[Excerpts of location labeling data]
+++

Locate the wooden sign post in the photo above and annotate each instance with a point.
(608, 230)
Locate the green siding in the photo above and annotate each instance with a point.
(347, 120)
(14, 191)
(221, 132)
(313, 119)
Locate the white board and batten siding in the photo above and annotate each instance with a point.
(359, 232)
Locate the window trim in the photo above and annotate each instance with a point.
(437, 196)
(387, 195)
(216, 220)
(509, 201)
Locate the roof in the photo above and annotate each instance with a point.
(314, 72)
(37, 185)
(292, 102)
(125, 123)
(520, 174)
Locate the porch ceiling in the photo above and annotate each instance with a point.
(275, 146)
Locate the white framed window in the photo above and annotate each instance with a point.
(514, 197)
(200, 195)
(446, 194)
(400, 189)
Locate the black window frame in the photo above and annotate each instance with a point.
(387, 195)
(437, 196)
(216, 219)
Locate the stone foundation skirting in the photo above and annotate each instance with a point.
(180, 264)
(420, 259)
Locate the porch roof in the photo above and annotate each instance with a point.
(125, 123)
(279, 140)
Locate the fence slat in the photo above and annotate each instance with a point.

+++

What you are asked to do: Print from the line containing "Locate the white board" to the last line above, exactly as written.

Exercise answer:
Locate the white board and batten siding in the photo above and annotate each instance with a point.
(359, 232)
Locate the window trim in the photo above and annotate each instance with a point.
(437, 196)
(387, 195)
(216, 220)
(509, 201)
Locate the roof in the photo above and annotate each instance with a point.
(314, 72)
(37, 185)
(292, 102)
(125, 123)
(520, 174)
Locate the porch ceiling in the photo above and annotate each instance with a point.
(275, 146)
Locate the white framed window in the photo above and annotate each instance with a point.
(514, 197)
(200, 195)
(446, 194)
(400, 189)
Locate the black window frame in the photo above and annotate each instance with a point.
(387, 195)
(437, 196)
(216, 219)
Locate the stone foundation skirting in the photo above and annotate each instance with a point.
(180, 264)
(420, 259)
Locate the porch roof in the photo above and annotate each instance with a point.
(125, 123)
(279, 140)
Locate the fence slat in the photo above and annotate each instance with a point.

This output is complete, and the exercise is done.